# Start of Stored rows

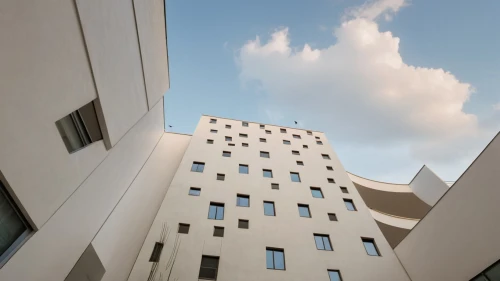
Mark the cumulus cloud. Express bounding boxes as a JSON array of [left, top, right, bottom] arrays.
[[238, 0, 496, 179]]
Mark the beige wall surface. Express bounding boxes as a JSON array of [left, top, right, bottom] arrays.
[[395, 132, 500, 281], [92, 133, 191, 281], [129, 116, 409, 281], [0, 103, 164, 281]]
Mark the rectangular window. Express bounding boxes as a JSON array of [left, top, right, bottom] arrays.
[[238, 220, 250, 229], [298, 204, 311, 218], [311, 187, 323, 198], [328, 213, 338, 221], [344, 198, 357, 211], [189, 187, 201, 196], [56, 98, 102, 153], [361, 238, 380, 256], [208, 202, 224, 220], [198, 256, 219, 280], [0, 181, 31, 263], [236, 194, 250, 207], [239, 164, 248, 174], [264, 201, 276, 216], [214, 226, 224, 237], [177, 223, 189, 234], [290, 172, 300, 182], [328, 270, 342, 281], [191, 162, 205, 173], [314, 234, 333, 251], [262, 169, 273, 178], [266, 248, 285, 270]]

# End of Stored rows

> **Written task**:
Please write out the data again, starting with the line that contains "Mark the rectangular" and continuing through the end of the data. Swap "window" for "door" and leave everything else unchanged.

> **Solution to this problem**:
Mark the rectangular door. Express bounding boxes as a JSON array of [left, top, right, bottom] arrays.
[[238, 220, 250, 229], [298, 204, 311, 218], [311, 187, 323, 198], [328, 213, 338, 221], [344, 198, 357, 211], [189, 187, 201, 196], [56, 98, 102, 153], [361, 238, 380, 256], [208, 202, 224, 220], [198, 256, 219, 280], [0, 181, 31, 263], [236, 194, 250, 207], [239, 164, 248, 174], [264, 201, 276, 216], [214, 226, 224, 237], [177, 223, 189, 234], [290, 172, 300, 182], [328, 270, 342, 281], [191, 162, 205, 173], [314, 234, 333, 251], [262, 169, 273, 178], [266, 248, 285, 270]]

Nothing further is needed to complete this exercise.